# What to work on
1) Answer each of these from the article on knee osteoarthritis:
(a) According to the abstract, what does weight loss significantly decrease in obese and overweight patients with knee OA?
(b) Which article in the 3-part series is this one?
(c) Which two intra-articular treatments does the third article plan to cover?
2) Carry on the article on knee osteoarthritis from the end of its last paragraph.
*** Opening of Document excerpt ***
Managing Knee Osteoarthritis: Self-Help and Nonpharmacological Interventions


Early intervention for knee osteoarthritis is crucial to prevent disability, but what are the best alternatives to long-term medication? This review examines and compares self-help and alternative interventions including exercise, strength training, glucosamine/chondroitin, acupuncture, and walking aids.

ABSTRACT: Early intervention for osteoarthritis (OA) of the knee is important for ameliorating the long-term effects of disease. Current treatment goals are focused on symptom relief, but effort is being directed toward the development of disease-modifying therapies. Self-help options exemplify the “first, do no harm” principle, and several have been shown to have significant efficacy in patients with knee OA. Weight loss significantly decreases knee joint loads in obese and overweight patients with knee OA. Focused strength training has been shown to improve mobility and decrease pain. Clinical results for glucosamine/chondroitin suggest that they may provide protection against joint-space narrowing. Clinical studies of the use of canes and walking aids have indicated symptomatic benefit. A meta-analysis of trials of acupuncture for peripheral joint OA indicated benefit.

Osteoarthritis (OA) of the knee is a common and progressive disease that has a negative impact on function and quality of life. Early intervention is considered important for ameliorating the long-term effects of disease.

Although current treatment goals are focused on symptom relief, great effort is being directed toward the development of disease-modifying therapies. No current therapy for knee OA is accepted as having disease-modifying actions, but studies of several interventions have suggested potentially disease-modifying effects.

This is the second article in a 3-part series on managing early knee OA in which we review clinical results for nonpharmacological and pharmacological treatments for patients with OA and summarize data related to their potential for altering disease progression. Although such information is limited, it may help clinicians select treatments for patients who have early OA.

In the first part (“Managing Knee Osteoarthritis: Rationale for Early Treatment,”, we described the relationships among molecular changes, structural damage, and disease progression and the rationale for early treatment and defining disease modification. This second article discusses self-help and nonpharmacological interventions. In the third article, we will provide an overview of systemic pharmacotherapy, including acetaminophen, NSAIDs/cyclooxygenase 2 inhibitors, licofelone, diacerein, tramadol and other opioid analgesics, and calcitonin, as well as intra-articular treatments, including corticosteroids and hyaluronates.
*** Close of Document excerpt ***
*** Opening of Excerpted records ***
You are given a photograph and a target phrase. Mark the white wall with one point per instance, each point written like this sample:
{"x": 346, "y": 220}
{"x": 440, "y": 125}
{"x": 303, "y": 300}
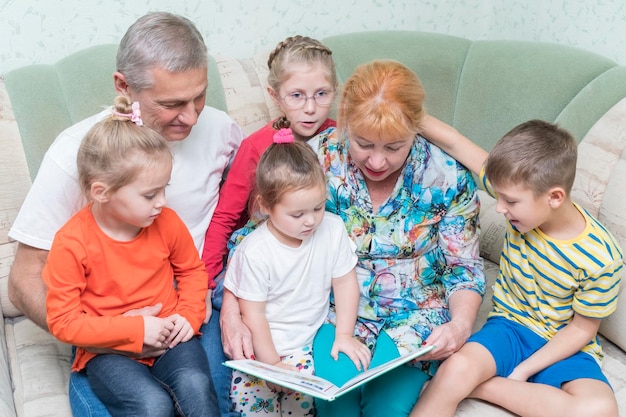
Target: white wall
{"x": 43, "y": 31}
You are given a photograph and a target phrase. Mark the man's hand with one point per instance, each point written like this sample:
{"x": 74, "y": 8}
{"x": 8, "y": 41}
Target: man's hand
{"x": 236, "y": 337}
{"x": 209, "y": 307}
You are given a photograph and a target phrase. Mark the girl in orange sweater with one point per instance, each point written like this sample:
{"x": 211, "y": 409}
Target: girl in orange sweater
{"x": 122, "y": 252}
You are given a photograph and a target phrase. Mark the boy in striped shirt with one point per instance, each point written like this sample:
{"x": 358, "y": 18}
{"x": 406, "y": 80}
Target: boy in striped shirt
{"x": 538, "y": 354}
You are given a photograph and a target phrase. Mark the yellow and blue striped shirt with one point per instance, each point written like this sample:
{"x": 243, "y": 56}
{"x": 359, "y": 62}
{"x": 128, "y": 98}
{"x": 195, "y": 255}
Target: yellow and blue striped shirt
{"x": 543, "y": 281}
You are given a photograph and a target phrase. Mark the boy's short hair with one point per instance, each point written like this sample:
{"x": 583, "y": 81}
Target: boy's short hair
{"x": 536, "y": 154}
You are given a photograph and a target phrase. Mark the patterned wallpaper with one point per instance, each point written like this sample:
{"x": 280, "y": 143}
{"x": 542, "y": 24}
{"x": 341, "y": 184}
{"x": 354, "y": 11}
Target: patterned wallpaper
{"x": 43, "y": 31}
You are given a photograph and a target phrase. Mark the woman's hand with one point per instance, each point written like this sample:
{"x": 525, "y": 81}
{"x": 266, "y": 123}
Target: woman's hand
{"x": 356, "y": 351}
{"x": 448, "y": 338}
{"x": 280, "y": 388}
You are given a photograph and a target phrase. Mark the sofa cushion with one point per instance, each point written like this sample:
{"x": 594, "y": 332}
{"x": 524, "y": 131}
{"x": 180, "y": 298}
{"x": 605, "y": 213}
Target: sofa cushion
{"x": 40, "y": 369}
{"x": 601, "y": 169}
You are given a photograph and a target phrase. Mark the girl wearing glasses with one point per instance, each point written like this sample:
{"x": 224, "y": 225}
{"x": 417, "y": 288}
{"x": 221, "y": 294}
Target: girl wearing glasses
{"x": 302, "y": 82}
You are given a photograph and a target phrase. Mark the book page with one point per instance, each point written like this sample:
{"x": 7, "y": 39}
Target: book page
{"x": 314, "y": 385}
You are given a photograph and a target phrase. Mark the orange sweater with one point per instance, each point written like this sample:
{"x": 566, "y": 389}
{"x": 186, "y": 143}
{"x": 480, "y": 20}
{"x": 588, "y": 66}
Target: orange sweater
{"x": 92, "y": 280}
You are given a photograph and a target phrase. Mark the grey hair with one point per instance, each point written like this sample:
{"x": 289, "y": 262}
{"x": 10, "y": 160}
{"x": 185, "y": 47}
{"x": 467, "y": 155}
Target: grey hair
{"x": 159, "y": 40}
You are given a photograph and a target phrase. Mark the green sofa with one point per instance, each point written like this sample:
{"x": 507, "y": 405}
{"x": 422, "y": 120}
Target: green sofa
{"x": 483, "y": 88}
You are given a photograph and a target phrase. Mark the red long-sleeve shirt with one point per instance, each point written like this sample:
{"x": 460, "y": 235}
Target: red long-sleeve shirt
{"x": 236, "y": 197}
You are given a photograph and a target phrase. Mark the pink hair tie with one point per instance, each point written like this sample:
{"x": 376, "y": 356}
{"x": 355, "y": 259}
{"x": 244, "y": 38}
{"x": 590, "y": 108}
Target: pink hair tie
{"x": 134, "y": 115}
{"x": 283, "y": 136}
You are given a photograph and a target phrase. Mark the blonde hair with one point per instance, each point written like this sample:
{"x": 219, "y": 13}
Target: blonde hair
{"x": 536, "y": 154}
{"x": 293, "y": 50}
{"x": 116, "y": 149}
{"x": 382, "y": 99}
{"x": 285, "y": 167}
*** Close of Excerpted records ***
# Task-by-task results
1)
(a) Knee joint loads.
(b) The second.
(c) Corticosteroids and hyaluronates.

2)
Searches of studies for all therapies were carried out using PubMed. Searches for each treatment were focused on citations that included information on “disease modification,” “biomarkers,” “joint space,” “inflammation,” and “cytokines.”


Although there is as yet no consensus on a measure for inhibition of OA disease progression, particularly one that may be used before radiographically demonstrable disease, considering the results of clinical trials that address this issue is still useful. The following sections summarize results from studies of nonpharmacological interventions for OA that included information on effects of treatment on radiographic disease progression or candidate markers that may be predictive of this outcome.


Self-help options exemplify the “first, do no harm” principle that is fundamental to medicine, and several have been shown to have significant efficacy in patients with knee OA. Weight loss significantly decreases knee joint loads in obese and overweight patients with knee OA.1 Results from controlled clinical trials repeatedly have shown that diet, exercise, and weight loss are associated with decreased symptom severity and functional improvement in patients with knee OA.2-5

Available evidence suggests that diet, exercise, and weight loss do not have consistent significant effects on biomarkers reflective of disease progression.6 However, they have been shown to significantly decrease levels of inflammatory markers, including C-reactive protein (CRP), interleukin (IL)-6, and soluble tumor necrosis factor (TNF) receptor 1 levels in patients with knee OA.7,8

Strength Training

Focused strength training (supervised or done at home unsupervised) has been shown to improve mobility and decrease pain in patients with knee OA.4,9-13 However, evidence indicating that it has beneficial effects on knee OA progression is limited.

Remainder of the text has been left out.